Extract each line below that contains the word "vegetation", counting only matches with the same case. Copy every such line in full.

====== DATA SUPPLIED ======

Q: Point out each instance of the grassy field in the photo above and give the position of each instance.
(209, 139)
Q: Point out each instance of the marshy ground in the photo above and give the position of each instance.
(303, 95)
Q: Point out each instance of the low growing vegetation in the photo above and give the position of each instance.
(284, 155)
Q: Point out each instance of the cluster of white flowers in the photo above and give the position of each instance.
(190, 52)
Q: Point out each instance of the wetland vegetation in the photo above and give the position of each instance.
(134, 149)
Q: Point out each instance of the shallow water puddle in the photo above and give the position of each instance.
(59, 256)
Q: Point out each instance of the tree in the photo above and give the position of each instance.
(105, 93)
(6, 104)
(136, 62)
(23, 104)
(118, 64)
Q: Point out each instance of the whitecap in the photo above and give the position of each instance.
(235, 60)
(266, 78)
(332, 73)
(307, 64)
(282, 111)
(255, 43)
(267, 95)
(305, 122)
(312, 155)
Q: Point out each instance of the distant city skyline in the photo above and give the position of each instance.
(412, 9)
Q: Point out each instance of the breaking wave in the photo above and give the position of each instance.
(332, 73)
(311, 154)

======
====== DATA SUPPLIED ======

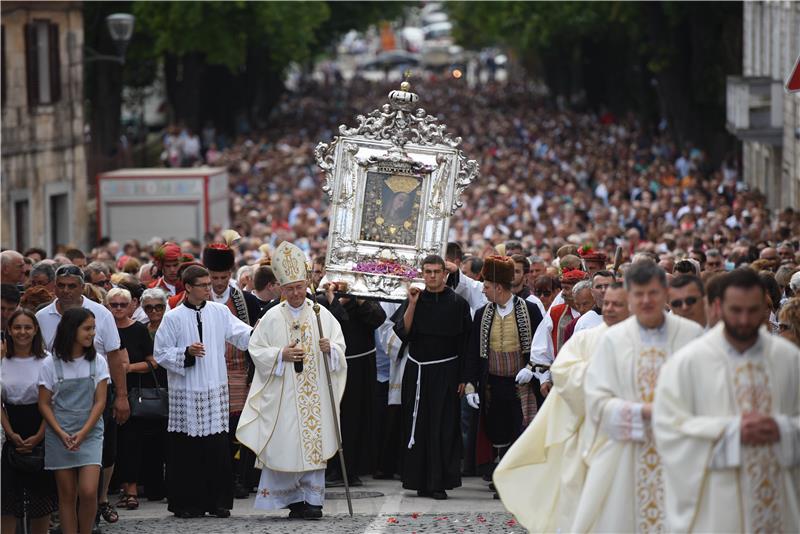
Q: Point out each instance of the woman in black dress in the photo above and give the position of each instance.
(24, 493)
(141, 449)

======

**EXERCISE ANSWER**
Q: Point out each instance of the low growing vegetation in the photo above and give the position of each instance.
Q: Point out each instance of the wetland vegetation in the photo above and give the position of each instance.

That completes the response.